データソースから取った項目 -
◇ ◇ ◇ ◇ ◇

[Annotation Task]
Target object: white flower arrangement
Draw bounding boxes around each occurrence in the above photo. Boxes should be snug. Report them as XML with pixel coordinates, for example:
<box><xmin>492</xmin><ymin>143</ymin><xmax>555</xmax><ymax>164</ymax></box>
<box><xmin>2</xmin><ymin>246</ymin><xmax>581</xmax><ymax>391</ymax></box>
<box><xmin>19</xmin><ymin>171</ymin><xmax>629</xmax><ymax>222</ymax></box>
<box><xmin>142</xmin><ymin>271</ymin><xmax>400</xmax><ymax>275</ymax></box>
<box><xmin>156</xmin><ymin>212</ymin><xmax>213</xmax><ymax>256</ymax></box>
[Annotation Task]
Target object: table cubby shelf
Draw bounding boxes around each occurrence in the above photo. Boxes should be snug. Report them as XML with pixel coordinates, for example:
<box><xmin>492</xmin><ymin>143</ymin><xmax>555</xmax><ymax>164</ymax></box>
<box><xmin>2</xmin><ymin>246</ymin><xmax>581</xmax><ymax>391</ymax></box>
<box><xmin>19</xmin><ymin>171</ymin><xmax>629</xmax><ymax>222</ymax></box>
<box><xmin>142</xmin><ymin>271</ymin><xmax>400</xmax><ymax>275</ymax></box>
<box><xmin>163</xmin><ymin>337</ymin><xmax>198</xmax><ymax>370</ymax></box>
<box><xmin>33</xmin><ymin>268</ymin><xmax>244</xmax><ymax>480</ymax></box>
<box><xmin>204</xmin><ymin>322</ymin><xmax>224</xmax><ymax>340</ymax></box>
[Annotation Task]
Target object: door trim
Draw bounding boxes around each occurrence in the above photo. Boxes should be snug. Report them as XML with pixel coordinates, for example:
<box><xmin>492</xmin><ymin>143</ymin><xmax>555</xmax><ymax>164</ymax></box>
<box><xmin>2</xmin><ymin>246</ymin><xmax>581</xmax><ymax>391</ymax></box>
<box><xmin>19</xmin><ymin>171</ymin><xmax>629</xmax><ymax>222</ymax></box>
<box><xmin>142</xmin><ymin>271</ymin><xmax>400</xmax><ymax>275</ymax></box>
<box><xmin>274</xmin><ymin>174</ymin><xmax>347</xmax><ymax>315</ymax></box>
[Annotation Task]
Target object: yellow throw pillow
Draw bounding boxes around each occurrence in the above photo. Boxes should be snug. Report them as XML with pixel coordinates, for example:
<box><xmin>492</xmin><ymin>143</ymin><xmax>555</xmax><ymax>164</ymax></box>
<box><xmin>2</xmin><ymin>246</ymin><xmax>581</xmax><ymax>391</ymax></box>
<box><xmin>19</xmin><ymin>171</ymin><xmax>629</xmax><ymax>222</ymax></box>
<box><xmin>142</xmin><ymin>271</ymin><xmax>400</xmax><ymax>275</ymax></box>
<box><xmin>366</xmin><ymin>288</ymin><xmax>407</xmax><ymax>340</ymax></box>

◇ ◇ ◇ ◇ ◇

課題 - 上の記録のうち「object」という語を含む行をすべて選び、写してください。大文字と小文字は区別します。

解答 -
Target object: white flower arrangement
Target object: table cubby shelf
Target object: door trim
Target object: yellow throw pillow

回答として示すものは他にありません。